[Task directions] Locate the line with "-- sample [69,99]." in the material. Copy that line and each one after it, through the last, exactly and with nothing else.

[Records for this task]
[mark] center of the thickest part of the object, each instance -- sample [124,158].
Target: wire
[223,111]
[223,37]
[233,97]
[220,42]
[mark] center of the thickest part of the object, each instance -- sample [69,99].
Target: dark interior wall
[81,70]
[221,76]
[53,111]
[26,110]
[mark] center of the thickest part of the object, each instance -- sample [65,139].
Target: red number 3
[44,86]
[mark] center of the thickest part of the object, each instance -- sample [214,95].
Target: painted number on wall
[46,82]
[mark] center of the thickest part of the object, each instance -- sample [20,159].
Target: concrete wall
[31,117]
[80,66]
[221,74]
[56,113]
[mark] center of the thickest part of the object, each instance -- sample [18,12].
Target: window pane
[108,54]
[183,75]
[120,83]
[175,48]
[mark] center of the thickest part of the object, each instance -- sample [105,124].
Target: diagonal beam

[Reply]
[mark] center of the thickest part of the object, each instance -- sample [69,99].
Target: dark interior wall
[81,70]
[221,76]
[53,111]
[26,110]
[mark] center of the thickest part of the object, each instance -- sample [65,139].
Target: red number 3
[44,86]
[mark] center of the thickest part of the object, each instance -- sample [214,95].
Target: painted number on wall
[46,82]
[mark] center of the thickest part of the object, each instance -- sample [20,159].
Target: concrete wall
[31,117]
[80,66]
[221,74]
[56,113]
[mark] center of the thickest part of the object, each instance -- sample [18,12].
Target: window pane
[108,54]
[183,75]
[120,83]
[175,48]
[mark] center of the thickest part of the object, each instance -- sample [105,124].
Target: diagonal beam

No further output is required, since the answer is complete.